SUPPLIED PASSAGE:
Mr. Suber said that he would like to access some of the funds to purchase emergency preparedness kits, but understands the general barriers of bureaucracy. “Our community is the last one to find out about anything and when they tell us, the funds have already been depleted. We will take this heads up to ensure that those things paid for by our tax dollars that rightfully belong to us make it to us, however, we know that the current atmosphere, like with most programs, is that money that’s allocated for the people ends up in the pockets of the friends of Bush–disaster capitalists–who make use of the peoples’ miseries to get rich,” he stated.
Doris Brown, Public Health Executive Director for the Louisiana Department of Health and Hospitals Office of Public Health, said that it distributes its money (more than $13 million this year) based an organization’s overall goals, objectives, strategic directions and federal mandates. Areas developed included personnel, equipment, training and exercise needs, educational information and community outreach to grassroots organizations.

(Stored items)
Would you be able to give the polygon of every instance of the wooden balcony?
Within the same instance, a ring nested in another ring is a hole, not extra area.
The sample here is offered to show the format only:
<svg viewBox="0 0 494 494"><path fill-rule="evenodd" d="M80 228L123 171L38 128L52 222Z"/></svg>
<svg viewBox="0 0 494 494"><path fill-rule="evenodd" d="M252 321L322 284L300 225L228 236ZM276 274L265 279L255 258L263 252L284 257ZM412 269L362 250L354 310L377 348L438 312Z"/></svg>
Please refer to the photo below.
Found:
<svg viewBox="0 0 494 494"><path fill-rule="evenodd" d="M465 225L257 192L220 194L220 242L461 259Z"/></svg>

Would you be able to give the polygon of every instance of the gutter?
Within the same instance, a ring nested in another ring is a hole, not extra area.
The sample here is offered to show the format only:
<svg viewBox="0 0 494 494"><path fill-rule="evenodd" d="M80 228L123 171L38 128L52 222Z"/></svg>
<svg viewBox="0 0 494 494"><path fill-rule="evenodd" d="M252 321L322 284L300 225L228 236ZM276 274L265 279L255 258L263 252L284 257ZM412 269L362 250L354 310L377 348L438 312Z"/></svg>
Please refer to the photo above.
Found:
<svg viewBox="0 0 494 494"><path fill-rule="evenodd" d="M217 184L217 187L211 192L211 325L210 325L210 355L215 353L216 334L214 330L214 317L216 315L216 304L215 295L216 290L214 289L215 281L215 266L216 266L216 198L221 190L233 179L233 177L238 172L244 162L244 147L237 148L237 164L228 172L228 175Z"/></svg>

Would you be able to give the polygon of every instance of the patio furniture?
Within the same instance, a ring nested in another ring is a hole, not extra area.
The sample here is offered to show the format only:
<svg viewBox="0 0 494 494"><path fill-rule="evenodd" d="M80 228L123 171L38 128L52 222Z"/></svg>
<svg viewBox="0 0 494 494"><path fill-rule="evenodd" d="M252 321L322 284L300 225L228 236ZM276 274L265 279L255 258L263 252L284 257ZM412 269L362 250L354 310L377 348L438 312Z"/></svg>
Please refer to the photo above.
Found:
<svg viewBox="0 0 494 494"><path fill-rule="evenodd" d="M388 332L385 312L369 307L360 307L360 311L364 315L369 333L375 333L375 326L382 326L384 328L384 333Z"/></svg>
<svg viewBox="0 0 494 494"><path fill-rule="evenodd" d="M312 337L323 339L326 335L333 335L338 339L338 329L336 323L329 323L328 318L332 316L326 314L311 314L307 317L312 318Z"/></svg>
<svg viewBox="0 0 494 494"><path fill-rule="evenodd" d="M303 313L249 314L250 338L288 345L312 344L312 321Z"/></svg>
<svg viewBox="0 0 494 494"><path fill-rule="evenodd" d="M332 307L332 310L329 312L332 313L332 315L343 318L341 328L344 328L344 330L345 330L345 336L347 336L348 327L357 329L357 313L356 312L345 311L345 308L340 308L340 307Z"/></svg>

ACTIVITIES:
(1) Answer these about the passage on emergency preparedness funding:
(a) What did Mr. Suber say he would like to buy with some of the funds?
(b) How much money does Doris Brown say is being distributed this year?
(c) What is Doris Brown's title?
(2) Pick up the passage on emergency preparedness funding after its last sentence and write what follows.

SOLVED PROBLEMS:
(1)
(a) Emergency preparedness kits.
(b) More than $13 million.
(c) Public Health Executive Director for the Louisiana Department of Health and Hospitals Office of Public Health.

(2)
That outreach amounts to door-to-door surveys of residents’ readiness plans and field deployment exercises targeting the Iberville Housing Projects and Vietnamese and Hispanic communities. Ms. Brown said the outreach existed years before Hurricanes Katrina and Rita struck and is more warranted than ever.
“We see a difference from last year to this year in terms of the Black community’s preparedness. That’s part of what we’re doing door-to-door, giving family readiness and pandemic flu guides. It’s very important that there’s national oversight to ensure that common goals and directions are met. If not, some states may develop a Chevrolet model and others a Cadillac model,” she stated.
Afsar Muhammad of the Colorado Millions More Movement Rocky Mountain Disaster Preparedness Project factored that people overall are not preparing for disaster because they do not understand the importance of planning ahead of time, being ready. “It just doesn’t register to them that normal service is no longer available during disaster and they need to be able to sustain for at least two to three weeks before someone can even get to them. They don’t know the impact of a natural disaster until it happens,” he stated.
On one hand, Mr. Muhammad continued, there is fear mixed with uncertainty and on the other is a lack of funding for programs, as well as a lack of knowledge about funding grants. “We have a thing about privacy. We don’t want people in our business, but we have to overcome this code of silence in our communities; overcome the need for instant gratification, and look ahead.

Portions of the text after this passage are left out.